Stated task:
List each line of the data below that contains the word "distant". Matches must agree in case.

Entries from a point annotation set
----------------

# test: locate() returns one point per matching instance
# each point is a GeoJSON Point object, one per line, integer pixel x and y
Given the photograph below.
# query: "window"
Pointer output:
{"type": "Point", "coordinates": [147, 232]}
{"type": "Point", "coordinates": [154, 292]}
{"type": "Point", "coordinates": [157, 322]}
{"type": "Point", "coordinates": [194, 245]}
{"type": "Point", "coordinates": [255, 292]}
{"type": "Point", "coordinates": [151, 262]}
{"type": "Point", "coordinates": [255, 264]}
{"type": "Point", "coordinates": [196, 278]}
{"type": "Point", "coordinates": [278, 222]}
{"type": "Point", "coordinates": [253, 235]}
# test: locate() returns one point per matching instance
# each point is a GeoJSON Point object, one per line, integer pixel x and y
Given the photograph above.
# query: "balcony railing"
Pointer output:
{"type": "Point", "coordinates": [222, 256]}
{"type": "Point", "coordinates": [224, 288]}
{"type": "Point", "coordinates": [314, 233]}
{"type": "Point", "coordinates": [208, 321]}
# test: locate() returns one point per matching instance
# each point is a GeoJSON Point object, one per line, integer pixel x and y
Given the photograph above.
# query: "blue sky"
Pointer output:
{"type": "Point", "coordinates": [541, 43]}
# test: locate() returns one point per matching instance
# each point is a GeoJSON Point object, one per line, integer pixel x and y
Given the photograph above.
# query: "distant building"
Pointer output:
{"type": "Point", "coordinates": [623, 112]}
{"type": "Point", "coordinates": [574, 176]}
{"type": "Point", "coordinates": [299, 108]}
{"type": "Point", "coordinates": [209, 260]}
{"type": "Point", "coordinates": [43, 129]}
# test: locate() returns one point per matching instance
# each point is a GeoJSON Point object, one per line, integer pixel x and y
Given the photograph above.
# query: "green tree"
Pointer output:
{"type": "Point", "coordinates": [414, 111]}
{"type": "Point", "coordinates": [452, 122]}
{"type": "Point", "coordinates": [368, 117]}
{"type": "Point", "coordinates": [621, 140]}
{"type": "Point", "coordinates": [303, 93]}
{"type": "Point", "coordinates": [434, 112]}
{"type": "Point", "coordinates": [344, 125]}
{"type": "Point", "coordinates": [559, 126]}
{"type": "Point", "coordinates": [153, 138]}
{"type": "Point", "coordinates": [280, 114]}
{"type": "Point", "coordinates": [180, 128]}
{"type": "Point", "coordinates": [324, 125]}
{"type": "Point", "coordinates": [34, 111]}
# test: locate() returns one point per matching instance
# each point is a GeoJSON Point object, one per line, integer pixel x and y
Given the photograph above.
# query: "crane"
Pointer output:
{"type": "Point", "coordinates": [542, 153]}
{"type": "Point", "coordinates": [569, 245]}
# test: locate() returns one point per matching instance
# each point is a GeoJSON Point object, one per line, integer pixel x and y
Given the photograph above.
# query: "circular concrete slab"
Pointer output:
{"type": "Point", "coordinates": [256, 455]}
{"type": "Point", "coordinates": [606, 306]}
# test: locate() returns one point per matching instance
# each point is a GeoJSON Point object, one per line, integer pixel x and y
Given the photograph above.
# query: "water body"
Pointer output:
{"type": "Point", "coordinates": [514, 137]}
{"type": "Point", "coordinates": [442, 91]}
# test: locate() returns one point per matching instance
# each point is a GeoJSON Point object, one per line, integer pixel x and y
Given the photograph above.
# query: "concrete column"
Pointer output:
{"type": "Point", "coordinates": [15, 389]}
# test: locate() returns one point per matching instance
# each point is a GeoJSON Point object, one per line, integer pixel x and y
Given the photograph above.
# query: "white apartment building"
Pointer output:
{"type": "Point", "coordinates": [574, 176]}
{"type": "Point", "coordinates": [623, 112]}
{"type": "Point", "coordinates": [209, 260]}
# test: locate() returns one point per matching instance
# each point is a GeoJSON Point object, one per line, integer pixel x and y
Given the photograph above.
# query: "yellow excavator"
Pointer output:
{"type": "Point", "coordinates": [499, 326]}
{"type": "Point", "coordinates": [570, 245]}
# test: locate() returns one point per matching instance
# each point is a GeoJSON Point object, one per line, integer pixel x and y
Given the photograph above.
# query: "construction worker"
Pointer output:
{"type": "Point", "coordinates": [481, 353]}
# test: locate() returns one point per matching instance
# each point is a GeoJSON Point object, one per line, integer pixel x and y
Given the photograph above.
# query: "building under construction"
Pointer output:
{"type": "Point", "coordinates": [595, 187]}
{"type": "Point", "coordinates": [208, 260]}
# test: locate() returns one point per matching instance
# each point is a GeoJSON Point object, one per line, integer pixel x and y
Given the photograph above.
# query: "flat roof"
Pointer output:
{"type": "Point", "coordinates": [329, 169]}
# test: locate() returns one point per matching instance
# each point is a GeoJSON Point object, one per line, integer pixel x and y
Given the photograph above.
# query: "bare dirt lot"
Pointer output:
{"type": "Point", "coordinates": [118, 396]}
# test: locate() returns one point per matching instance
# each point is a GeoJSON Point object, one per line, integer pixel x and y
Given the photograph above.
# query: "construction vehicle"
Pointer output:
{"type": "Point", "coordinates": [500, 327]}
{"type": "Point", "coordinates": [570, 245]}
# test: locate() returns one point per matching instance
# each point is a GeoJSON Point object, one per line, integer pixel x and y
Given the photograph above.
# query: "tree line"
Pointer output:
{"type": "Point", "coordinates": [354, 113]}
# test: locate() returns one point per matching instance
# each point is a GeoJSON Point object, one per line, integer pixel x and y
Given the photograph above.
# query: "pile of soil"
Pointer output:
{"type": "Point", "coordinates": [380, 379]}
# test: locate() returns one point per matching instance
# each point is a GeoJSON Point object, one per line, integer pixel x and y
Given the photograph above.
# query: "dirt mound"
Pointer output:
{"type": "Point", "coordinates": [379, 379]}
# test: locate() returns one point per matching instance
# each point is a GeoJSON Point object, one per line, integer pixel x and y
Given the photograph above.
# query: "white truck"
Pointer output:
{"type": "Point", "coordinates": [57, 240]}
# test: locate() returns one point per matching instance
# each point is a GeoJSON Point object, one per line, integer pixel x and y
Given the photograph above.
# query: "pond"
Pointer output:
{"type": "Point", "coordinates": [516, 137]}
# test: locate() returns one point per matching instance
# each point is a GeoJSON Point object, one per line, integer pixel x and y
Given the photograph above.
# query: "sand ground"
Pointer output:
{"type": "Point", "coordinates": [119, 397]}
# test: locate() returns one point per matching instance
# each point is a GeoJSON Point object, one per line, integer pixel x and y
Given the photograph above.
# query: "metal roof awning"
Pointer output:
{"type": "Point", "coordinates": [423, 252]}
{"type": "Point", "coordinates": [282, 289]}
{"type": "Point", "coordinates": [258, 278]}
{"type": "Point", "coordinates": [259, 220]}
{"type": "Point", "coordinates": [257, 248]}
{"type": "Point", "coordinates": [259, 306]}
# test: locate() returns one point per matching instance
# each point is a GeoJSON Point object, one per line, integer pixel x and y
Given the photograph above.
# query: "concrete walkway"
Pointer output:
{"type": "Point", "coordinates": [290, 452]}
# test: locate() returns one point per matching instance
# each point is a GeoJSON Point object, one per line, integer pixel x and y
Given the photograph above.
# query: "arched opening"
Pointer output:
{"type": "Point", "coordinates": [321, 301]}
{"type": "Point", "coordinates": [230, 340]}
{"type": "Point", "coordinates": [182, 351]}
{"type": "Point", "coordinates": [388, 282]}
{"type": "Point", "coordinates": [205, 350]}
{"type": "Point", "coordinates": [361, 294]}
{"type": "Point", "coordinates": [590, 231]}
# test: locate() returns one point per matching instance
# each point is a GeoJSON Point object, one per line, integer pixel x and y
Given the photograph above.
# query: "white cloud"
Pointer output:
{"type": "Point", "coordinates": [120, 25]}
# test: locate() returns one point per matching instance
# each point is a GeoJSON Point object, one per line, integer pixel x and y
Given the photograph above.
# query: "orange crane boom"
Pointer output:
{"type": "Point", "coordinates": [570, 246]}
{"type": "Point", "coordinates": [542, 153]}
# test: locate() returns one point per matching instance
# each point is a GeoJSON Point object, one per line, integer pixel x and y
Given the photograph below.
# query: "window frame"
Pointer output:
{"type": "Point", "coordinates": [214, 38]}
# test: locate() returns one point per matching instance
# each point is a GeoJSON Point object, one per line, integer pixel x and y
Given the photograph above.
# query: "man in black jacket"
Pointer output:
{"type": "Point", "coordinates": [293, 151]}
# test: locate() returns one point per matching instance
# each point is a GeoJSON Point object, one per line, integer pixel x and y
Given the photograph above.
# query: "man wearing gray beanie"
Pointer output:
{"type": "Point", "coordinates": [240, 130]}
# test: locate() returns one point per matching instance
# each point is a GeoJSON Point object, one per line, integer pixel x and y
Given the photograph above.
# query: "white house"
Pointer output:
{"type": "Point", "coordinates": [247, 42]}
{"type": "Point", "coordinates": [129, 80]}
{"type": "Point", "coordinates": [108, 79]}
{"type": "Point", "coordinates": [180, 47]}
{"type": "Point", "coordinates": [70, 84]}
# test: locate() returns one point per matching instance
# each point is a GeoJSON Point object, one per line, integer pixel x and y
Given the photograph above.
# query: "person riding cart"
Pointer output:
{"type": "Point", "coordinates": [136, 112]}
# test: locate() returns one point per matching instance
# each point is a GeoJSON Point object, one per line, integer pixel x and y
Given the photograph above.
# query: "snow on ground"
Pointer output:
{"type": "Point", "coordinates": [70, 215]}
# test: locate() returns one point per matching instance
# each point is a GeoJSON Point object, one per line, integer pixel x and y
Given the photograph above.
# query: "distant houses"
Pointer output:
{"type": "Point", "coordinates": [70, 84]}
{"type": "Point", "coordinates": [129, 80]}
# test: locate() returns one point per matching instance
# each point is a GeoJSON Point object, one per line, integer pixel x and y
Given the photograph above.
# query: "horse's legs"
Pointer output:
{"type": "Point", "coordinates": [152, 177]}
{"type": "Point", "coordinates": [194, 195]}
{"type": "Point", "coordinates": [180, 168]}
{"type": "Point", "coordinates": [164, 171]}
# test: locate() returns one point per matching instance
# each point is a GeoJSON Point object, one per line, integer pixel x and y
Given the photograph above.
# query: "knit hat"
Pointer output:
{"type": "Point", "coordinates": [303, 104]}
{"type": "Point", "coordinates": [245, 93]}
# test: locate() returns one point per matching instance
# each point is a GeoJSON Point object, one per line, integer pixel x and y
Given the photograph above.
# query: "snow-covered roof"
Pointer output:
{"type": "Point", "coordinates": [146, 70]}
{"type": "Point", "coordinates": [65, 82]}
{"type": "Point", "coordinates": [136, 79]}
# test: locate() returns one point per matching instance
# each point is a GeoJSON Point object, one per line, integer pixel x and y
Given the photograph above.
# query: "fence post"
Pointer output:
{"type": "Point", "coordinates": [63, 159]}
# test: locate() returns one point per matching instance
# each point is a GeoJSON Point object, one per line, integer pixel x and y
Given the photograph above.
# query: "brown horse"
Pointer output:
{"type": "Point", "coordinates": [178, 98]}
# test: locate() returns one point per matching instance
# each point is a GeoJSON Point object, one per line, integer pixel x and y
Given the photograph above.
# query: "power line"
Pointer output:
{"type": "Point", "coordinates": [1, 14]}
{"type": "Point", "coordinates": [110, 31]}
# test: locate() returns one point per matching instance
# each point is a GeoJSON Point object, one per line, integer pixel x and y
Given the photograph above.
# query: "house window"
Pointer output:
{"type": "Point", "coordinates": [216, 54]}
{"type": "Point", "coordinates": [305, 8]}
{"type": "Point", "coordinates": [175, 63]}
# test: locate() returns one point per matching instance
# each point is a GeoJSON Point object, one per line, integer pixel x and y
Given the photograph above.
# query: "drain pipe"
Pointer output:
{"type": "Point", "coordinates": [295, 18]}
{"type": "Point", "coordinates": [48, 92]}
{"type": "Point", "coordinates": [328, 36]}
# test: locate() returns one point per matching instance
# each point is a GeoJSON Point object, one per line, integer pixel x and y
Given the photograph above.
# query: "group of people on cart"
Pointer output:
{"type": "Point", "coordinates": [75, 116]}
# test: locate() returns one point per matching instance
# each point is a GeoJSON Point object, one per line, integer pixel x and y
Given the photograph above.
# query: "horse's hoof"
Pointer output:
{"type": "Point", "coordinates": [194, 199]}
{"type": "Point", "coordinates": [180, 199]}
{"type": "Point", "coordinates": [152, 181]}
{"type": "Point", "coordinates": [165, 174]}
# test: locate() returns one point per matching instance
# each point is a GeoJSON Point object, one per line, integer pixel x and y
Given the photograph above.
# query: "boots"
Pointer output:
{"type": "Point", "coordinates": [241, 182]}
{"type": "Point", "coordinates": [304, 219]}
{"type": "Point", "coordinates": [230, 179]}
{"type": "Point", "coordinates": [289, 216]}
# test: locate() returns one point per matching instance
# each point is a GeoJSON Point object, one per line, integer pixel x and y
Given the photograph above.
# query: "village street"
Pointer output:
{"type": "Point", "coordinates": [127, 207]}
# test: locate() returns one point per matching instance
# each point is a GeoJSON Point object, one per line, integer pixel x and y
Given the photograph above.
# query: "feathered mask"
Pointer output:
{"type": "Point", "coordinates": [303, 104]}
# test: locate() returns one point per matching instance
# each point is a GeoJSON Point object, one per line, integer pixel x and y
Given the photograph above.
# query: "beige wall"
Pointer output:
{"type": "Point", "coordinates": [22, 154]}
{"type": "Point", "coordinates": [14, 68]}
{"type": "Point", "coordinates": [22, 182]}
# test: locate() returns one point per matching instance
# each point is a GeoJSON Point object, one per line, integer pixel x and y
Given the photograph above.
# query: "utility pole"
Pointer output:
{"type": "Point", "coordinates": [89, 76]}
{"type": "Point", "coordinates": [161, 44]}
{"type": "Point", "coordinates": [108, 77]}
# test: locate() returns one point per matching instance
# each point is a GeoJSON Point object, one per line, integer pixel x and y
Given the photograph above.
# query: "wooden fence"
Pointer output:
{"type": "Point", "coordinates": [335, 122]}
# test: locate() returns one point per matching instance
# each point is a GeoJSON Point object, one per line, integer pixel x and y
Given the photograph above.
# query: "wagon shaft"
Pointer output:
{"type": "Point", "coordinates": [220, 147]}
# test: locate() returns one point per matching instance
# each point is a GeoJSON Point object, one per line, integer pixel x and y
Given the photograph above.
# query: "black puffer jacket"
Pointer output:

----------------

Solution to this problem:
# query: "distant building"
# query: "distant houses"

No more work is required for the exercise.